◆ **Written request**: Can you render every line of the data below as a numbered list, skipping blank lines and leaving the pictures out?

── Entries shown

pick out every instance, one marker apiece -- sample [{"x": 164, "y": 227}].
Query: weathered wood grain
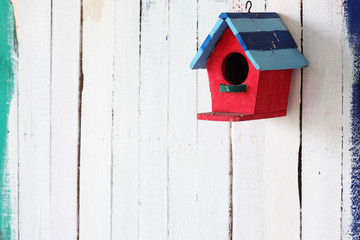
[
  {"x": 322, "y": 120},
  {"x": 34, "y": 120},
  {"x": 265, "y": 160},
  {"x": 125, "y": 146},
  {"x": 65, "y": 67},
  {"x": 153, "y": 121},
  {"x": 8, "y": 124},
  {"x": 213, "y": 145},
  {"x": 96, "y": 120},
  {"x": 248, "y": 167},
  {"x": 182, "y": 132}
]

────

◆ **The reply**:
1. pick out every instance, one marker apiece -- sample [{"x": 164, "y": 227}].
2. Query: weathered wood grain
3. [
4.   {"x": 322, "y": 120},
5.   {"x": 34, "y": 120},
6.   {"x": 265, "y": 160},
7.   {"x": 125, "y": 146},
8.   {"x": 65, "y": 67},
9.   {"x": 153, "y": 121},
10.   {"x": 8, "y": 124},
11.   {"x": 213, "y": 145},
12.   {"x": 96, "y": 120},
13.   {"x": 248, "y": 167},
14.   {"x": 182, "y": 132}
15. ]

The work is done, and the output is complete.